### Défi 1
Relevez chaque ligne des entrées où figure le mot « barn ». Tenez compte de la casse.

### Texte cité

::::::

Economie de la mendicité
vendredi 19 novembre 2010
Je viens de redécouvrir une série d’articles de Julien Damon sur les « vagabonds », devenus aujourd’hui des « sans domicile fixe » (SDF). Damon montre à quel point au fil des siècles les « clochards» cristallisent l’anxiété sociale et sont la cible de toutes les politiques de lutte contre l’exclusion. De l’action répressive ayant pour objectif de sauvegarder l’ordre public à la mise en place du service public d’aide contre l’exclusion dont le but est de sauvegarder la dignité du vagabond; de la donation privée à la donation publique, le statut du mendiant se retrouve toujours à l’intersection de la sécurité et de la solidarité. Autrefois considéré comme une menace pour la sécurité des gouvernants, les vagabonds apparaissent aujourd’hui comme complètement irrationnels et désorganisés : si le Président de la République doit se méfier de la rue, il n’a pas à s’inquiéter de ceux qui dorment dans la rue.
D’où vient cette évolution? Le vagabond du Moyen Âge est indigent, oisif et mobile. L’Etat a donc très vite mis en place des moyens de lutter contre la mendicité et le vagabondage. Après avoir été condamnés pendant des siècles, le délit de vagabondage est systématisé à l’article 269 de l’ancien Code pénal et subsistera jusqu’au nouveau Code pénal de 1994. Sa pénalisation va de pair avec la reconnaissance d'un atavisme criminel, développé notamment par Lombroso au XIXème siècle. Dépénalisé au fil des années, le vagabond devient clochard. Il passe du paresseux criminel possédé par une envie d’errer au statut de victime de la société industrielle. Le droit au travail n’ayant pas été mis en place par la constitution de 1848, le « sans profession » n’est plus considéré sous le prisme du bon ou du mauvais pauvre mais sous celui du déclassement ou de l'exclusion.

::::::

### Données fournies
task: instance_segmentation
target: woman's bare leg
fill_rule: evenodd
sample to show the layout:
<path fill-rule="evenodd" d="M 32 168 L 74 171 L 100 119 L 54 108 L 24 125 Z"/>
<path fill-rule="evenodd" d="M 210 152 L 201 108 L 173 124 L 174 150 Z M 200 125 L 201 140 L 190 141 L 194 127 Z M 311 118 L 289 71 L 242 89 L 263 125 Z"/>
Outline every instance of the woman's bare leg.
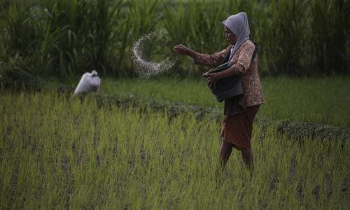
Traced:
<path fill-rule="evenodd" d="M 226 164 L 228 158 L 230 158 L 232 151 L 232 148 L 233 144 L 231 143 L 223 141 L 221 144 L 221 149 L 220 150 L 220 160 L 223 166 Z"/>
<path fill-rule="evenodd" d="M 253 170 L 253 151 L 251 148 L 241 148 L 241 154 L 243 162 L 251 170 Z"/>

::::::

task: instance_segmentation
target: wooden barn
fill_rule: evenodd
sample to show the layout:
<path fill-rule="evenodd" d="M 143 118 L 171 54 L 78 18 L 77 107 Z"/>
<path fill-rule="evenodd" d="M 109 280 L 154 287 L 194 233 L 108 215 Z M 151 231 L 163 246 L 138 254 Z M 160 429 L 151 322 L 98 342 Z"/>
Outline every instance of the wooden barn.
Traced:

::::::

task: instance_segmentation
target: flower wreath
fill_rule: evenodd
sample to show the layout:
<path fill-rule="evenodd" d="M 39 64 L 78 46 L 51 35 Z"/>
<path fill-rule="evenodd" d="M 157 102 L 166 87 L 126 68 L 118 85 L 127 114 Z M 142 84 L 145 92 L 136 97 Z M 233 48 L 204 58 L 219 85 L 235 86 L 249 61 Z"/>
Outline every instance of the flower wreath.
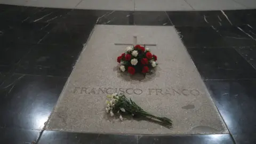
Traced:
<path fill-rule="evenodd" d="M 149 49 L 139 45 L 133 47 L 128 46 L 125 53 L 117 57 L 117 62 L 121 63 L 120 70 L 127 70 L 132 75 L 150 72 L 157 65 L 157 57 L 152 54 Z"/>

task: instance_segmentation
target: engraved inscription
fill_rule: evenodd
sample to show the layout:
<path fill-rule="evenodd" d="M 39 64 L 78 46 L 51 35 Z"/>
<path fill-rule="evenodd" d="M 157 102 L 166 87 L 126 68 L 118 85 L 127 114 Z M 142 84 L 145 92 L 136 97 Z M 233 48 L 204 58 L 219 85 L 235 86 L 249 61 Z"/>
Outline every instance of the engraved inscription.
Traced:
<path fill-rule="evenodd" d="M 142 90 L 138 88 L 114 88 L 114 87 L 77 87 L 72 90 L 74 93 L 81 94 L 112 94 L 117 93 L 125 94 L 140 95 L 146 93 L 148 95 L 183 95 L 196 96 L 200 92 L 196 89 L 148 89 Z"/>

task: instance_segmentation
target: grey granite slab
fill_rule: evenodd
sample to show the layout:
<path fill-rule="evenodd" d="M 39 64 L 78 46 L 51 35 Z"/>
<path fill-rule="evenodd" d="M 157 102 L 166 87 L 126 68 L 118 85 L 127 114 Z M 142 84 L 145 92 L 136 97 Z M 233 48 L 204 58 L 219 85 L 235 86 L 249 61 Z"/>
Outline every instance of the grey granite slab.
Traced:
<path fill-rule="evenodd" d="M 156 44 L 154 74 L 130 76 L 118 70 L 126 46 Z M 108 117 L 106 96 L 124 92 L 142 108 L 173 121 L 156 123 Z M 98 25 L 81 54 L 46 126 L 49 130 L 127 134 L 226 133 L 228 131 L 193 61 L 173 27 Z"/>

::::::

### Défi 2
Selon le texte cité, à quel article de l'ancien Code pénal le délit de vagabondage est-il systématisé ?

### Réponse 1
target: wooden barn
Outline every instance of the wooden barn.

### Réponse 2
À l'article 269.